Aim 1: In the forum post below about keeping rabbits indoors, which rooms has the new rabbit been allowed to hop around in so far?
Aim 2: Extend the forum thread below on keeping a pet rabbit indoors, picking up right after its final line.

Extracted text:
START
# Rabbits Indoors?



## Jess2308 (May 12, 2009)

Hiya,

I have just bought a bunny wabbit and it is living in my spare bedroom in a large indoor rabbit hutch. In the future she will have supervised outside time in the garden in a pen but for the moment i just want her to get settled with me so have only let her hop around the bathroom and kitchen when i've been in there.

Anyway, a neighbour has a couple of bunnies in outdoor hutches. These have NO time outside of the hutches, other than about 5 mins hopping around when she is cleaning out the cages.

Was talking to her last night and she said it is "cruel" to keep rabbits indoors as they need fresh air and its not a suitable environment :confused1: I know a lot of people do keep their bunnies indoors so i find that hard to believe.

I do have an outdoor hutch if that is more suitable for bunny, but its not as big as the indoor one, and i kinda wanted her to be a house pet so she will get more time and attention, but now I feel bad :lol:

I know a lot of people on here breed/show/own bunnies, so what are your opinions on this?
END
Data shown:
START
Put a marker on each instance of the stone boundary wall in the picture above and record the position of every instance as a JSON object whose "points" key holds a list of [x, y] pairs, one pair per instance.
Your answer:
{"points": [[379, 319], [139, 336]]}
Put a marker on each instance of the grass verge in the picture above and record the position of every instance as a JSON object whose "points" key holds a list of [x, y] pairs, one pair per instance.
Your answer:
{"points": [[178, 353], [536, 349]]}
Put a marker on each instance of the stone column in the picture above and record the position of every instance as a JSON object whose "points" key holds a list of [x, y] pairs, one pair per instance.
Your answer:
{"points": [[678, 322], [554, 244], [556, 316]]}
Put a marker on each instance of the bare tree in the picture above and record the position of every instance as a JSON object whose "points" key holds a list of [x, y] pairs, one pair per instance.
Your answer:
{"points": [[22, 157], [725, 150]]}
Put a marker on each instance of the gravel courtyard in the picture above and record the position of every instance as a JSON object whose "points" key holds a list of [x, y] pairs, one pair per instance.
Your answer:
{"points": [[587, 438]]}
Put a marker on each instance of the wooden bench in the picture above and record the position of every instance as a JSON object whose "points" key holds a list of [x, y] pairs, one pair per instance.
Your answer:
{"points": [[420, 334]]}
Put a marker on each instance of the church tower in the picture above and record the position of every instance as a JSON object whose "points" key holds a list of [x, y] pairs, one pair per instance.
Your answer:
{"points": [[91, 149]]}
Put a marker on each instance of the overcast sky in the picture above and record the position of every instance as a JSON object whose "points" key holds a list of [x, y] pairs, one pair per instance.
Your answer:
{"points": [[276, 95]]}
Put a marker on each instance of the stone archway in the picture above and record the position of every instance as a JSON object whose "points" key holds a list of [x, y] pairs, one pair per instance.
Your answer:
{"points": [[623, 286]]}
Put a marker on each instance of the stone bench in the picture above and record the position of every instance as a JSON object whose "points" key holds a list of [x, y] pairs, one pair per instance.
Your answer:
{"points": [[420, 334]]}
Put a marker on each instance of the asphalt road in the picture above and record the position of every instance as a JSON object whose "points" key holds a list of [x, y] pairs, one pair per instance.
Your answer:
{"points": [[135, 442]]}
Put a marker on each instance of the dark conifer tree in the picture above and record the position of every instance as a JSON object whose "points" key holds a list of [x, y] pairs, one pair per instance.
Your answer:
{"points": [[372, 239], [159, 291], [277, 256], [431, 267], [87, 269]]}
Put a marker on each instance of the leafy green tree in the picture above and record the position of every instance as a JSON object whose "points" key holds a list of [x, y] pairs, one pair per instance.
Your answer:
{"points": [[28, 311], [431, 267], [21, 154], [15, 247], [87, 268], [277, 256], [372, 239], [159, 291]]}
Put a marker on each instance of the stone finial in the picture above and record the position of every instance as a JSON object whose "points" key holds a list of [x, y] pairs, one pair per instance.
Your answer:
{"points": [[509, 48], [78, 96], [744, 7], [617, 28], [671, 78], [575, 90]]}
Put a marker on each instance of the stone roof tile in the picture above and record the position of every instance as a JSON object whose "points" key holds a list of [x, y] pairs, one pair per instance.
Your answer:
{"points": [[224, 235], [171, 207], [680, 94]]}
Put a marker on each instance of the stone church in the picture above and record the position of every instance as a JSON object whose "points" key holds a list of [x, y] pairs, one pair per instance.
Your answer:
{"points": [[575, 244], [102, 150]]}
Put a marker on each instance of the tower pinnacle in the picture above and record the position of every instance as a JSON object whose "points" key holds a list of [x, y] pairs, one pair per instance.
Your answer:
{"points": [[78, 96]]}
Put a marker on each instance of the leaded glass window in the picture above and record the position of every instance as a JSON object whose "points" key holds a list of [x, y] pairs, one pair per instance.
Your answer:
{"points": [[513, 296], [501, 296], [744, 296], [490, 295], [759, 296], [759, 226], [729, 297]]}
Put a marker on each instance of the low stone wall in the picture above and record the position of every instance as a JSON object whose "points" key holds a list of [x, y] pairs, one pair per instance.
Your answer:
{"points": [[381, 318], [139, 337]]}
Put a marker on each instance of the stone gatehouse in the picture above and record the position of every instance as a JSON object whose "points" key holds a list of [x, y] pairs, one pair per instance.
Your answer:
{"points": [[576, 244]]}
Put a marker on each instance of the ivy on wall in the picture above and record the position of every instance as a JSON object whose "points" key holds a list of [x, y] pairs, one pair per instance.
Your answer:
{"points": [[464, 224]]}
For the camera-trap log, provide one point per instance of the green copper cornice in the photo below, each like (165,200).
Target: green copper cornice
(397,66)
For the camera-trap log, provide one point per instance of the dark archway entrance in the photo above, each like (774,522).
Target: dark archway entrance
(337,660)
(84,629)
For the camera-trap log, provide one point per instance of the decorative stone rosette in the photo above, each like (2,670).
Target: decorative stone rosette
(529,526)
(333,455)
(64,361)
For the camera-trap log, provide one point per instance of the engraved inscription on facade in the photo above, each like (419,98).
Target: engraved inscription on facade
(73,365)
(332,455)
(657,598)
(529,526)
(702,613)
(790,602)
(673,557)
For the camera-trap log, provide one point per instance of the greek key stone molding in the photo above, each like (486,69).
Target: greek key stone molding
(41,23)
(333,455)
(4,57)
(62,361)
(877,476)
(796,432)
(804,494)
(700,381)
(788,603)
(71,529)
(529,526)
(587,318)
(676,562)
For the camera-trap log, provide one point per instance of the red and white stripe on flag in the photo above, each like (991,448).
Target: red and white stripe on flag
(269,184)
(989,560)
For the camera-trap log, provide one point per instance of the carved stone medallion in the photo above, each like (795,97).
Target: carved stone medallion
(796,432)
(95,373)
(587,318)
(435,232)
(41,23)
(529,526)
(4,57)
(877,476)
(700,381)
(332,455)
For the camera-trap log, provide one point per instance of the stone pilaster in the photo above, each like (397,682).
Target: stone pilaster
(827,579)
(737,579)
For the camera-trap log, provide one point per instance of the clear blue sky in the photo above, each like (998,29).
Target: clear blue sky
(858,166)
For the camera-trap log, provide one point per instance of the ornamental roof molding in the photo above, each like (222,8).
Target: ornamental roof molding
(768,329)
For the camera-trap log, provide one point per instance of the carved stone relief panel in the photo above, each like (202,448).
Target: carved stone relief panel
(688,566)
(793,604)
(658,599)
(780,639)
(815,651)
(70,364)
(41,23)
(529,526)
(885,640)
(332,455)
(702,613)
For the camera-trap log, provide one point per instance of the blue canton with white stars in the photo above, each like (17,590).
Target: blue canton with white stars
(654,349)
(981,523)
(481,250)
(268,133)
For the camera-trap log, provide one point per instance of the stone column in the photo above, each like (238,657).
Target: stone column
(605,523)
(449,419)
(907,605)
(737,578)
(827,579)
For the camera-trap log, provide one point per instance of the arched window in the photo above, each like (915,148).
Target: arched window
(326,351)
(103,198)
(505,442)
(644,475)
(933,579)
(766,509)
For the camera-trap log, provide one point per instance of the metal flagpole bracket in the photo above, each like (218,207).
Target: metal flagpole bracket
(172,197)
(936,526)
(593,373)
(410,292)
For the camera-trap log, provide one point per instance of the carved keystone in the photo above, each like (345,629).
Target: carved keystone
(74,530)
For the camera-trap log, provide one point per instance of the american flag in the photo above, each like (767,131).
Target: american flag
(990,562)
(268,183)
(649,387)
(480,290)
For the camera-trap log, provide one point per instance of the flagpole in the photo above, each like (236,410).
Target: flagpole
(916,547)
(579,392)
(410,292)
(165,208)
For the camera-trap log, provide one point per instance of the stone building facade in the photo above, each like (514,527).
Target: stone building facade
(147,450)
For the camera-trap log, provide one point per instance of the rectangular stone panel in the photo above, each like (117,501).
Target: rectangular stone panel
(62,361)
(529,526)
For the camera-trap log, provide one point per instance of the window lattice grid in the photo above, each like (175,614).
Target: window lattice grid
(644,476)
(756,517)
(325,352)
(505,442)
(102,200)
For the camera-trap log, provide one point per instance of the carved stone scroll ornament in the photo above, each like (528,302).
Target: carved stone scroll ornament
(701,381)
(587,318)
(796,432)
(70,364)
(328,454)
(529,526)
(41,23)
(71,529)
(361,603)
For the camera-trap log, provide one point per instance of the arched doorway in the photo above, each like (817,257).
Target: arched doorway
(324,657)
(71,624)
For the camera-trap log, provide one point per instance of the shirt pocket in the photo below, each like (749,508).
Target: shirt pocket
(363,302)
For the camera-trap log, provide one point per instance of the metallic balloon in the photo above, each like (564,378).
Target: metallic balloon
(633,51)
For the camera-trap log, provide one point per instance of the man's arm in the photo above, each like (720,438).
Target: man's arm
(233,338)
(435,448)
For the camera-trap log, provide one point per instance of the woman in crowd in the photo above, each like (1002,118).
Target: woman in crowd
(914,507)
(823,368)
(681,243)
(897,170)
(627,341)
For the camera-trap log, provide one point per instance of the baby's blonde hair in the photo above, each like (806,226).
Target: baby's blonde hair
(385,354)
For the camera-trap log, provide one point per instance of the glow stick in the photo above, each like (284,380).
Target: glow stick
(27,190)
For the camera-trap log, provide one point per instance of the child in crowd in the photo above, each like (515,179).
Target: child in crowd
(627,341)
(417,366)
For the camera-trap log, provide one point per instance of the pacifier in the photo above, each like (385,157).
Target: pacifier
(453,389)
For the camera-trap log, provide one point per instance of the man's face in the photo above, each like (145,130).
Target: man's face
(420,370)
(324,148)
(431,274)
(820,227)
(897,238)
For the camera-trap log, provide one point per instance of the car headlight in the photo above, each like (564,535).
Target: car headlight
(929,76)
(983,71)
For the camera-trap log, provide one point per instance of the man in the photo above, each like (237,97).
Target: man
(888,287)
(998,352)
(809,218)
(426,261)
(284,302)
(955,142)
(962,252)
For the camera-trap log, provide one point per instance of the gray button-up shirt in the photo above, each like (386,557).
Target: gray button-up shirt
END
Response 1: The bathroom and the kitchen.

Response 2:
----------



## Clare7435 (Dec 17, 2009)

Give yourself a chance,,,you've only just got her so she's still settling in....she's got a bigger huch indoors than the outside one by the sounds of it and is getting more out time than your neighbours bunny so she's not really in a position to talk is she....you said she'll get outdor time once settled in so that's fair enough.
Dolly....pic above....is an anywhere she wants bunny lol....she hasn't got a hutch indoors she just tends to sleep in the dog bed but she likes it outside now where she'll sleep in a specially adapted cage because of her size....but for the first 6 months of her life she didn't go outside at all....one...because she cost a lot lol....2 because she didn't want to ....and she's still here, she decides where she wants to sleep and that's fine by me....just go with your instinct you know what's best xx


----------



## Tink82 (Mar 22, 2009)

Quie a few of us here have house rabbits.. my two are very happy  they get all the space they want, attention whenever we are in, company, little nibbles and treats if they follow us to the fridge , we can sit stroking them while we watch tv... I have managed to whistle train Chester (Rosie is a bit to simple to grasp it bless her)

When they go to the vets, they always say how well looked after and healthy they are, brilliant coats..

you neighbour is the cruel one here.. how many rabbits does she have in that hutch and how big is it roughly??


----------



## Jess2308 (May 12, 2009)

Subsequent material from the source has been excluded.